Copy every one of the items below word for word, leaving out the pictures.

(Items in a dataset)
++++++++

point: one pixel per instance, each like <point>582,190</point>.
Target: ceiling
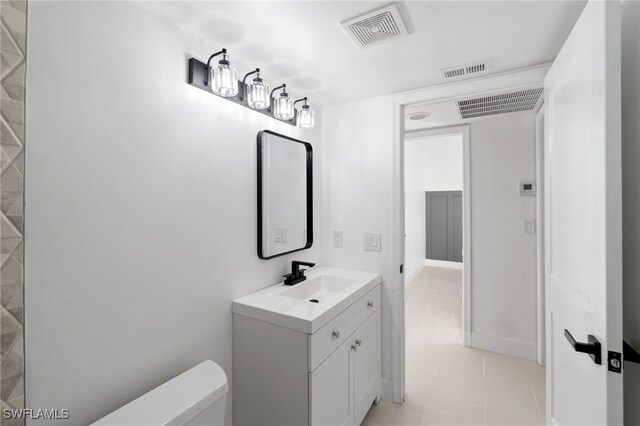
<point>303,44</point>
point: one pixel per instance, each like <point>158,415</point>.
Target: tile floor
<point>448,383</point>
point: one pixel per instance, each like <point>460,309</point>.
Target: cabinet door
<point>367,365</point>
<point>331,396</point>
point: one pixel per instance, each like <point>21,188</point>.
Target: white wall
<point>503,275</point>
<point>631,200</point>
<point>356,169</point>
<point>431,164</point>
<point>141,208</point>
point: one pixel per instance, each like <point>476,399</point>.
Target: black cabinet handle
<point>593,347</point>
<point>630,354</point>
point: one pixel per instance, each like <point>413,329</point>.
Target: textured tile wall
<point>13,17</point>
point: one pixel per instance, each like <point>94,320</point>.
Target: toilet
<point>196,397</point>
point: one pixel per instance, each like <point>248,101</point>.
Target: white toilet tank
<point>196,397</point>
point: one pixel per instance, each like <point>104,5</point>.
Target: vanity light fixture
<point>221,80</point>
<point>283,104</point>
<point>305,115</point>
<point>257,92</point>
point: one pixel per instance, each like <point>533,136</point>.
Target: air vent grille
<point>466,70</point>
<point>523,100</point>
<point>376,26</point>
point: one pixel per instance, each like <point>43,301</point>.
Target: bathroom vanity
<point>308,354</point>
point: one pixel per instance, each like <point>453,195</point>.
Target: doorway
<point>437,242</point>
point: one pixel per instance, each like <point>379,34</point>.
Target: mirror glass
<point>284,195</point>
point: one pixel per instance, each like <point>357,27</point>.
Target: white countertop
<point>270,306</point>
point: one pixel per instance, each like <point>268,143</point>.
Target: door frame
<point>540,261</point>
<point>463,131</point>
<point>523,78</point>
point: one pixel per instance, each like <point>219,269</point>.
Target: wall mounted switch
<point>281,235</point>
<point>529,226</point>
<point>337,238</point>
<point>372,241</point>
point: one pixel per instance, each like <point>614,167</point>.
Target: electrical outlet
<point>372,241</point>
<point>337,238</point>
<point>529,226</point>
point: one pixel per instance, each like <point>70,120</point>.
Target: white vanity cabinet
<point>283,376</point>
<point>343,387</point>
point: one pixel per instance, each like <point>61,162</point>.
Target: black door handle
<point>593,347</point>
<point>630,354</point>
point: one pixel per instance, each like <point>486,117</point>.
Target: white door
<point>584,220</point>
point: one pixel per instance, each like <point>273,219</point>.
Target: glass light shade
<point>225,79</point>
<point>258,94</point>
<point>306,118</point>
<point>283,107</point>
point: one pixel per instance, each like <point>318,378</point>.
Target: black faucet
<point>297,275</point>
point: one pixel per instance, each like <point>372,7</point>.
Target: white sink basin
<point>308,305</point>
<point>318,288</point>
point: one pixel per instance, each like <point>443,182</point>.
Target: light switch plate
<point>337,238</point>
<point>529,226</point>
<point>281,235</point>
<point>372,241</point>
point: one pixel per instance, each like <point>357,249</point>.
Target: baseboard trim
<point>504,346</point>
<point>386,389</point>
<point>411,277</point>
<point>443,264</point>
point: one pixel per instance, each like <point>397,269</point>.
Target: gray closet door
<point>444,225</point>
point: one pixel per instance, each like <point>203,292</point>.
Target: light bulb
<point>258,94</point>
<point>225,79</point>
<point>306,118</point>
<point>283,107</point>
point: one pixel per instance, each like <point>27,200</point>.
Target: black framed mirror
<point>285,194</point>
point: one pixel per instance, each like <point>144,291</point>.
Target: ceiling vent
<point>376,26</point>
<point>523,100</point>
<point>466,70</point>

++++++++

WRITTEN SOLUTION —
point: one pixel per instance, each like <point>582,190</point>.
Target: ceiling
<point>303,44</point>
point: one pixel per instance, each like <point>158,415</point>.
Target: tile floor
<point>448,383</point>
point: one pixel per instance, each like <point>460,309</point>.
Target: cabinet door
<point>367,365</point>
<point>331,396</point>
point: one pixel per instance, each like <point>21,188</point>.
Target: white wall
<point>503,275</point>
<point>631,200</point>
<point>356,169</point>
<point>431,164</point>
<point>141,208</point>
point: one pixel per instance, each like <point>476,399</point>.
Target: black cabinet handle
<point>593,347</point>
<point>630,354</point>
point: one pixel per instance, each like <point>413,329</point>.
Target: textured tile wall
<point>13,17</point>
point: one pixel per instance, each like <point>94,320</point>.
Target: toilet
<point>196,397</point>
point: one pixel per instance, each like <point>248,101</point>.
Target: white toilet tank
<point>196,397</point>
point: one pixel per instance, each like <point>104,5</point>.
Target: vanity light fixture
<point>221,80</point>
<point>283,104</point>
<point>305,115</point>
<point>257,92</point>
point: one pixel per instance, each like <point>533,136</point>.
Target: air vent grille
<point>466,70</point>
<point>523,100</point>
<point>376,26</point>
point: one pixel per instance, each like <point>43,301</point>.
Target: bathroom vanity
<point>308,354</point>
point: one pixel per instance, each like <point>453,195</point>.
Target: doorway
<point>437,242</point>
point: one pixel per instance, each like <point>379,34</point>.
Target: mirror glass
<point>284,195</point>
point: one pixel per instance, each like <point>357,27</point>.
Target: white countertop
<point>270,306</point>
point: one pixel per instance, each like <point>268,143</point>.
Target: door frame
<point>540,261</point>
<point>463,131</point>
<point>523,78</point>
point: one pixel per instance, each like <point>219,269</point>.
Target: wall mounted switch
<point>281,235</point>
<point>529,226</point>
<point>337,238</point>
<point>372,241</point>
point: one pixel per instance, each like <point>614,167</point>.
Target: electrical outlet
<point>372,241</point>
<point>337,238</point>
<point>529,226</point>
point: one pixel per instance, each like <point>70,120</point>.
Target: white vanity cabinet
<point>283,376</point>
<point>343,387</point>
point: one pixel per instance, each like <point>61,162</point>.
Target: black door handle
<point>593,347</point>
<point>630,354</point>
point: one pixel per instance, each like <point>486,117</point>.
Target: white door
<point>584,220</point>
point: one pixel per instance, each like <point>273,219</point>.
Target: glass light shade
<point>225,79</point>
<point>258,94</point>
<point>306,118</point>
<point>283,107</point>
point: one pixel per instance, each like <point>318,378</point>.
Target: black faucet
<point>297,275</point>
point: one pixel per instance, each like <point>372,7</point>.
Target: white sink basin
<point>308,305</point>
<point>318,288</point>
point: one pixel per instance, each like <point>443,182</point>.
Target: light switch plate
<point>337,238</point>
<point>529,226</point>
<point>281,235</point>
<point>372,241</point>
point: one pixel per instance, each like <point>357,249</point>.
Target: baseboard trim
<point>504,346</point>
<point>386,389</point>
<point>411,277</point>
<point>443,264</point>
point: one pixel per instance, each like <point>397,269</point>.
Target: gray closet door
<point>444,225</point>
point: one pixel per instance, each like <point>203,292</point>.
Target: light bulb
<point>258,94</point>
<point>225,79</point>
<point>306,118</point>
<point>283,107</point>
point: one pixel per instance, each like <point>27,200</point>.
Target: black framed mirror
<point>285,194</point>
point: one pixel per instance, each like <point>144,291</point>.
Target: ceiling vent
<point>376,26</point>
<point>523,100</point>
<point>466,70</point>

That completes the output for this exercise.